*Document passage*

#####

In the summer of 1914 those middle-class families that could afford it left Winnipeg, boarding trains headed for “the lake.” Charles Gordon, the minister of St. Stephen’s Presbyterian Church and an internationally known novelist under his pen name of Ralph Connor, migrated with his family to their island Birkencraig at Lake of the Woods. In his autobiography, he recorded his memories of the fateful summer of 1914. About the time the Gordons left the city, the newspapers began reporting the assassination of the Austrian heir to the throne in Sarajevo. But the family, like most Canadians, did not pay much attention: “It was glorious weather. With our canoes and boats, with our swimming and tennis, our campfires and singsongs our life was full of rest and happy peace.”1
The governor general, the Duke of Connaught, and his daughter Princess Patricia, visited the Lake of the Woods in July on their way to a summer vacation in Banff. They stayed at the summer home of Robert Rogers, minister of the interior. At one point, the stern of the duke’s boat was damaged and he had to be rescued as it sank under him. The duke’s party proceeded to the mountains to enjoy the rest of their holiday on dry land.
Early in the summer the international news on the front pages of the Winnipeg papers was not from Europe but Ireland, where disagreements over the Home Rule Bill passing through Parliament seemed to be leading the country toward civil war. The struggle between Irish Catholics and Protestants was riveting for Canadians, many of whom had strong feelings about the issues.
Then, Gordon records, “on Thursday, July 30th, our boat returning with supplies brought back a newspaper with red headlines splashed across the page. Austria had declared war on Serbia.” Suddenly the peaceful lake community was talking of nothing but the situation in Europe. When the Gordons went to church on Sunday they stopped to chat with a group of fellow cottagers on the wharf in Kenora, Ontario, about how the war had spread to Germany and Russia. Then on August 4, the headlines shouted about the impending declaration of war by the British. “I remember taking the newspaper from my son King and going into the woods to look at the thing and to consider what it had to do with me,” he writes.
Gordon was a man in his sixties but he was also the chaplain of the 69th Cameron Highlanders, one of Winnipeg’s new militia regiments. He eventually did go to the trenches with the Camerons, but on that day in the woods his first worry was how safe his family would be. He and his son boated over to the wharf in Kenora to talk about the news with their lake neighbours. Gordon remembers speaking to James Ashdown, the owner of the J.H. Ashdown Hardware Company, who, as he rushed to catch the Winnipeg train, said, “everything has changed. We must accommodate ourselves to the change.” Over the next four years, Ashdown’s concise summary of the situation could have served as the city’s wartime motto as its people struggled to adapt to the many changes the war would bring.
Irene Evans, the wife of former Winnipeg mayor Sanford Evans, was also at the lake, with their two children, Gurney and Katherine, and her maid, Molly Barbone, at the family’s summer camp, Idyllcrag, on Lake of the Woods at Keewatin. Sanford Evans was working in Ottawa at the time, and his wife’s letters, written to him as war broke out, give us another picture of those last sunny days of summer.

#####

*Recorded information*
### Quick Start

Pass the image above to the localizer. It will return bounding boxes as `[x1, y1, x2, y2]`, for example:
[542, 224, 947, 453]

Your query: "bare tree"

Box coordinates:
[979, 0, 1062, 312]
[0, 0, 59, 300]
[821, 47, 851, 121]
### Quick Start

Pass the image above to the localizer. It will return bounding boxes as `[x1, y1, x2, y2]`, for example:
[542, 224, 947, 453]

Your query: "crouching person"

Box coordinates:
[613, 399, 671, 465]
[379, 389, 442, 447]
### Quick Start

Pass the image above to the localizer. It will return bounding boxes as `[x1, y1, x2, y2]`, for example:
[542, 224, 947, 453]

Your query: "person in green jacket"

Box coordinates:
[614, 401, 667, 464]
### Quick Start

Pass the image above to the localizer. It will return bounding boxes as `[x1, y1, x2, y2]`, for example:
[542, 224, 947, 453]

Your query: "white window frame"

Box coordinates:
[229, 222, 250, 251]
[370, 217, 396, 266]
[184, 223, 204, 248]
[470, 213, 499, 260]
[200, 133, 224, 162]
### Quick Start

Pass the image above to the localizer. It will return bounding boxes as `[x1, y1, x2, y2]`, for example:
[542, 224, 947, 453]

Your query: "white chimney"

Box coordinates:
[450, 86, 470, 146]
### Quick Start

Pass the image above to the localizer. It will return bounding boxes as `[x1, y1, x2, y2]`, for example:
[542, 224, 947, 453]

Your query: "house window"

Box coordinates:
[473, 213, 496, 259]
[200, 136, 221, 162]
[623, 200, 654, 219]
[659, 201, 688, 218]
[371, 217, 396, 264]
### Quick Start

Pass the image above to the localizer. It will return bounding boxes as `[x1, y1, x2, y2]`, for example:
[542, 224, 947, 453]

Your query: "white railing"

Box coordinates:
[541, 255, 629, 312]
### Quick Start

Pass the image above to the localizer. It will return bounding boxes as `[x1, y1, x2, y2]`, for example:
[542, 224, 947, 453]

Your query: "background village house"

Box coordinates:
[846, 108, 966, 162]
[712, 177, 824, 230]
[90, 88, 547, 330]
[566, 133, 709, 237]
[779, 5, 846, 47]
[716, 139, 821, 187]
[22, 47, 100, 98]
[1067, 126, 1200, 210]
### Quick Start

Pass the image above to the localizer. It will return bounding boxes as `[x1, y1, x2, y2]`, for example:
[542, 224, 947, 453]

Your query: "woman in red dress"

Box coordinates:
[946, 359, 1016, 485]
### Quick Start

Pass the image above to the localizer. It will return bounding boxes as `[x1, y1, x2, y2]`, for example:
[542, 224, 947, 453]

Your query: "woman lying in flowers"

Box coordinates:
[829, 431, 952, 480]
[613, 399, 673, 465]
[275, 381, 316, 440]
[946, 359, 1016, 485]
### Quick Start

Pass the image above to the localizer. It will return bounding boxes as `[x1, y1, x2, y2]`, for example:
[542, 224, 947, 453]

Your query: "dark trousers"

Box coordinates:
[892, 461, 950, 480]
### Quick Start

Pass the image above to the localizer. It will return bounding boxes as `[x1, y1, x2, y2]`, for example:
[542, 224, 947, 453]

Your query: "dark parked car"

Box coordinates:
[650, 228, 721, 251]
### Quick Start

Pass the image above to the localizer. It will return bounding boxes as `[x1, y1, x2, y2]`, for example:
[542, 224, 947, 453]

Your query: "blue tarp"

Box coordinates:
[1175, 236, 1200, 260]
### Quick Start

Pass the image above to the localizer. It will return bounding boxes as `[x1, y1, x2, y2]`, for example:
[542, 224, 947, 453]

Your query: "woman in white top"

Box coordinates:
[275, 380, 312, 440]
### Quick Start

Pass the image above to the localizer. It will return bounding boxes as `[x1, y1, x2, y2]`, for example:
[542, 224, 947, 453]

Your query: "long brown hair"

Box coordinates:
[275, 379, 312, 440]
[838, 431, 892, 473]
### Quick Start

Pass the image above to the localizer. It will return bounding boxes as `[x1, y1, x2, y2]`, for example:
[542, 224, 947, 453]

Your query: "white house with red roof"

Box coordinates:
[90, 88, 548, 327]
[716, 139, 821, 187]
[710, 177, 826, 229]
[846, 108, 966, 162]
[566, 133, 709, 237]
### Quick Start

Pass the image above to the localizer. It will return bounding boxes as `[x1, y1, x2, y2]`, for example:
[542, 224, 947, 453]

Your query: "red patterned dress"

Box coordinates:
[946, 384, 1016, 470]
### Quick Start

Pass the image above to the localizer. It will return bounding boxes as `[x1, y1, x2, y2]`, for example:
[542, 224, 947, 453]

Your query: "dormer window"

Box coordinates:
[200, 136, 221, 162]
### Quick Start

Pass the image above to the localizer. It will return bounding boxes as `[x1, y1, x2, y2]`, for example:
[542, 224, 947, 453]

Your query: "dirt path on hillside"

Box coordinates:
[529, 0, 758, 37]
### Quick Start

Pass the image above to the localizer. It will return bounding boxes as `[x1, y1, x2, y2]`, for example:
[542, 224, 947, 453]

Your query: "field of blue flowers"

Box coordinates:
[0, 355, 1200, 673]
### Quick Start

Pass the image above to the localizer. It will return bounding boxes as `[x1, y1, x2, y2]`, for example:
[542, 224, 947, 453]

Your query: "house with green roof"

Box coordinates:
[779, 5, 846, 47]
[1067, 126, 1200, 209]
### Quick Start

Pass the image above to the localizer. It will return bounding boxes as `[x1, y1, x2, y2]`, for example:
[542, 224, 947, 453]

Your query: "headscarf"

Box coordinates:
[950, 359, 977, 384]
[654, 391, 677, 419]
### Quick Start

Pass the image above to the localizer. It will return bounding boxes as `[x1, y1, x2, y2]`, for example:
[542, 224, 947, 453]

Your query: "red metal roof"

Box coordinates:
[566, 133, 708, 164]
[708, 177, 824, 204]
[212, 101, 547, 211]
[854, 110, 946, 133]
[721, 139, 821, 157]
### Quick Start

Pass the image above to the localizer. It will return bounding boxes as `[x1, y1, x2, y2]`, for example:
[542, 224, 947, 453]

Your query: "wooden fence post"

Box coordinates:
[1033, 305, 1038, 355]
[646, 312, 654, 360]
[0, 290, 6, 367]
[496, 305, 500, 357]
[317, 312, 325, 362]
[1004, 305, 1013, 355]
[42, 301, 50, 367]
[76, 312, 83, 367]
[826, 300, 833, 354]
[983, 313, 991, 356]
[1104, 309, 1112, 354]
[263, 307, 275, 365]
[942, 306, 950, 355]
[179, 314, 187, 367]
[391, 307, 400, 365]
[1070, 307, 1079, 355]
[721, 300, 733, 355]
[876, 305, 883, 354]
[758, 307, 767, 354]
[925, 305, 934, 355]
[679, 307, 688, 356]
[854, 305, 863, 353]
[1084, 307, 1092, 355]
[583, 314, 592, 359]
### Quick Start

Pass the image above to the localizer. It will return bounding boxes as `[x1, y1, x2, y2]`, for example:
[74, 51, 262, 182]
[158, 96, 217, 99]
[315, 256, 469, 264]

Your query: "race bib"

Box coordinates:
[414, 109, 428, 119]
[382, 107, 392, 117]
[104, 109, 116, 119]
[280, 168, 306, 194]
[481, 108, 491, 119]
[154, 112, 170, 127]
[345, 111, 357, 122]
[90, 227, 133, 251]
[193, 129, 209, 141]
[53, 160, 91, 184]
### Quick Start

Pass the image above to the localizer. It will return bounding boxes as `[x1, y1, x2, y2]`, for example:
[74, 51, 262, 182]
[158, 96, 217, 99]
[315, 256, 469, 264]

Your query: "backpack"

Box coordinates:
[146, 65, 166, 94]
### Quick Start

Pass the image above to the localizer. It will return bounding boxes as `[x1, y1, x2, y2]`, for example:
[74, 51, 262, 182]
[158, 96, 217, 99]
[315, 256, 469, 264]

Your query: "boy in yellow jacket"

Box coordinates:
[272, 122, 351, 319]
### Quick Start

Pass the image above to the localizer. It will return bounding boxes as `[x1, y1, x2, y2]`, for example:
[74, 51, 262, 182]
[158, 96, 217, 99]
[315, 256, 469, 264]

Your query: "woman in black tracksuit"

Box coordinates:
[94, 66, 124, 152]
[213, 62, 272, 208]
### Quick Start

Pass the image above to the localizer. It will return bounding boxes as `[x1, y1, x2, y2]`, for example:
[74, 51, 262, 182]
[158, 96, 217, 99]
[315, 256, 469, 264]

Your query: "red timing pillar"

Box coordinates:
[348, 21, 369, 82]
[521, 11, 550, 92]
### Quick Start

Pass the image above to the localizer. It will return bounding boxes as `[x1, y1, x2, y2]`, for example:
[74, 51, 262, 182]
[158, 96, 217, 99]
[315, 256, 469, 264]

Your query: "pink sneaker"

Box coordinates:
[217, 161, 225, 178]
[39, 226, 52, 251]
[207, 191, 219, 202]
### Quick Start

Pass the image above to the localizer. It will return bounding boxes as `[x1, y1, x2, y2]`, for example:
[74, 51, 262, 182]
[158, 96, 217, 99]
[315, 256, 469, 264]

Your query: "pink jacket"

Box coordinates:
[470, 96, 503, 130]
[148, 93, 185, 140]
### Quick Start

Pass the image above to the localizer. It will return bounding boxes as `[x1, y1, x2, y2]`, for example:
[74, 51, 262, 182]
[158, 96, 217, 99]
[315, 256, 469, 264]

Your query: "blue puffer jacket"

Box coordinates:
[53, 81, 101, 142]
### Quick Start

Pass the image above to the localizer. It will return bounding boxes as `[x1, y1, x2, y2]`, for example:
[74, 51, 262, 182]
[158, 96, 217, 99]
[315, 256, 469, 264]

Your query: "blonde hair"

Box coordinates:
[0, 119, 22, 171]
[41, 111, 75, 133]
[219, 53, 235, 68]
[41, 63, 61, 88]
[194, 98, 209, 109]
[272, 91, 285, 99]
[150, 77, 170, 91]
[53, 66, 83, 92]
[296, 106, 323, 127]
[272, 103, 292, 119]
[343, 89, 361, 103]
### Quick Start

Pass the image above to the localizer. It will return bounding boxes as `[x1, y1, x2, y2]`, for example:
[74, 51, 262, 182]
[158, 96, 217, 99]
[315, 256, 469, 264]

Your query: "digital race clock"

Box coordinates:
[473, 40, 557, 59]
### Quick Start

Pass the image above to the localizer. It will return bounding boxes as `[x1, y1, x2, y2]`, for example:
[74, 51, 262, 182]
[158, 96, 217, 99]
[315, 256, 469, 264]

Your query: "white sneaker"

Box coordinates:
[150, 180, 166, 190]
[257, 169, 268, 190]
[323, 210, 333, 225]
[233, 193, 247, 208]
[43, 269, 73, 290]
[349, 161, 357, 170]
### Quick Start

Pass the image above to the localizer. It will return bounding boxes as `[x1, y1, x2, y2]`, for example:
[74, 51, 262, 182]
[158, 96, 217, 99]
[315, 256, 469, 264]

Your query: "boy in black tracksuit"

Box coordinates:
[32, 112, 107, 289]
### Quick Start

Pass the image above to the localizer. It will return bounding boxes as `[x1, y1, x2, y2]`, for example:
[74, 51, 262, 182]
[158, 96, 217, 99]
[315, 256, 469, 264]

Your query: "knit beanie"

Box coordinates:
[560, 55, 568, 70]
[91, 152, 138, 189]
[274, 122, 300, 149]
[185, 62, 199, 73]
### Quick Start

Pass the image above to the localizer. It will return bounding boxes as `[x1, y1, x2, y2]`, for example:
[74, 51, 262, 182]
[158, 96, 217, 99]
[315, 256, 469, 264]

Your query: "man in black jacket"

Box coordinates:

#####

*Aim of the task*
Answer these questions from the passage on the summer of 1914:
1. What was the name of the Gordon family's island at Lake of the Woods?
2. At whose summer home did the Duke of Connaught and Princess Patricia stay?
3. Which regiment did Gordon serve as chaplain?

*Exercise result*
1. Birkencraig
2. Robert Rogers, minister of the interior
3. The 69th Cameron Highlanders